Pronti? No, ancora no. Non è pronto il testo della legge di bilancio visto che a dodici ore dall’arrivo in aula per la discussione generale e poi il voto di fiducia, ieri pomeriggio i relatori erano avvistati nei pressi dei palazzo dei gruppi in cerca di emendamenti dati per certi e poi spariti. Ad esempio il 56.018 con cui si prevede che “la sospensione per ragioni sanitarie del pagamento dei tributi per liberi professionisti sia estesa anche a quelli contributivi e assicurativi”. Era una richiesta trasversale. C’era. È sparita. Valore circa un milione.

Così ieri pomeriggio è spuntata nuovamente l’ipotesi di un “ritorno in Commissione per correzioni tecniche”. Non è solo una questione di coperture. Mancherebbero pezzi di emendamenti tali da stravolgere il senso dell’emendamento licenziato. Cose che succedono quando si arriva al 21 dicembre e la manovra non è stata approvata neppure da un ramo del Parlamento. Quest’anno il caos però ha superato l’immaginabile. E non è “pronta” neppure Giorgia Meloni. Ieri mattina, dopo che martedì pomeriggio era intervenuta di persona per stoppare il caso del condono penale per reati tributari e fiscali, la signora Presidente del Consiglio ha rinunciato a presiedere il Consiglio dei ministri. La motivazione ufficiale è ancora quella maledetta febbre che certo il ritmo degli impegni in queste settimane non aiuta a cacciare indietro. E però gli osservatori delle cose di palazzo non possono non notare come queste indisposizioni – febbre o meno – sopraggiungano proprio quando il gioco si fa duro. È successo due settimane fa ad Alicante per il vertice Euro-Med dopo il gelo diplomatico con Macron. È successo di nuovo ieri dopo 72 ore pazzesche in commissione Bilancio in cui è successo di tutto.

> [COSA FARE]
a) Nel testo sulla legge di bilancio, quanto valeva l'emendamento 56.018?
b) Scrivi il seguito del testo sulla legge di bilancio, partendo dopo la sua ultima frase.

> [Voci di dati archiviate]
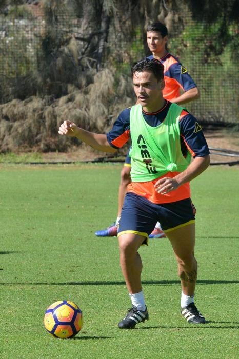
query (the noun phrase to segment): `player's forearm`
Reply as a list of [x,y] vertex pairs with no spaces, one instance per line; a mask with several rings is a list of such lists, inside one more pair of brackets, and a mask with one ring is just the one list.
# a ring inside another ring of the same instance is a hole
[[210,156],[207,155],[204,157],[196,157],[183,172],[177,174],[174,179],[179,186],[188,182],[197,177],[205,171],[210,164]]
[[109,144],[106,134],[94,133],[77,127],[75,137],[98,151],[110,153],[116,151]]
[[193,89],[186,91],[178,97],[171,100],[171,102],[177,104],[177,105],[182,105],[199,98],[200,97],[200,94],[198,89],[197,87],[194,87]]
==
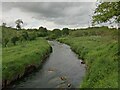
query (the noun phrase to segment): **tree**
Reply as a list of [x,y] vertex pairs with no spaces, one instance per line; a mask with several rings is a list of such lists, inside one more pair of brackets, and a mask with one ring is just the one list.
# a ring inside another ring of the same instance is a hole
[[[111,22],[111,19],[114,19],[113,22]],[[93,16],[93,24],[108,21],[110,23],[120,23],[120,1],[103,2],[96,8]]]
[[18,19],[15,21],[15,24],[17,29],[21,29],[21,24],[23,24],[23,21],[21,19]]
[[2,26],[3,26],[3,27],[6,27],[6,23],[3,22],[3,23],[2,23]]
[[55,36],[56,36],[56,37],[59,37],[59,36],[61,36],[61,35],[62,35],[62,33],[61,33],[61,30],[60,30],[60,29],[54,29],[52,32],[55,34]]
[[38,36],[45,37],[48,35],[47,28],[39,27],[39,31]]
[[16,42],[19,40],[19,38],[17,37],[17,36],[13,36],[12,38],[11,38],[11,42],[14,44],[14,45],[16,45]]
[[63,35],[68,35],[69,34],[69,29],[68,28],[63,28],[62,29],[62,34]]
...
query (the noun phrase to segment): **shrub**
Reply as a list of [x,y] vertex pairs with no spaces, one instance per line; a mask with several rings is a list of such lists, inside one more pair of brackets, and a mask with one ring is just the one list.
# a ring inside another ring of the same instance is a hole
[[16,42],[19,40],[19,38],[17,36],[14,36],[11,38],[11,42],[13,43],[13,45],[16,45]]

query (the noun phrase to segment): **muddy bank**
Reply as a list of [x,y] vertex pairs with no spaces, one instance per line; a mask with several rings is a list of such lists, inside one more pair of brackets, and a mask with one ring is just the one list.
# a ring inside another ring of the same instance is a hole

> [RISULTATI PER COMPITO]
a) Circa un milione.

b)
Compreso che il ministro Giorgetti domenica sera abbia rimarcato agli uffici di presidenza della Camera guidati dal suo “compagno” di partito Lorenzo Fontana : “In quasi trent’anni di leggi di bilancio in Parlamento non ho mai visto tanto zelo”. Gli avevano appena chiesto di spacchettare per materia gli emendamenti del governo, un giochino che gli ha portato via almeno dodici ore. Vuoi mai che la “febbre” del premier abbia a che fare con le turbolenze nella maggioranza? In ogni caso la Presidente del Consiglio nel pomeriggio di ieri stava sicuramente meglio. Ha rinviato a oggi l’intervista serale su Rai1 con Bruno Vespa (doveva essere ieri, palinsesti Rai in confusione). Sta per volare in Iraq per salutare il contingente italiano (missione coperta, ogni orario è buono). Sempre oggi sarà alla Farnesina per il saluto al corpo diplomatico.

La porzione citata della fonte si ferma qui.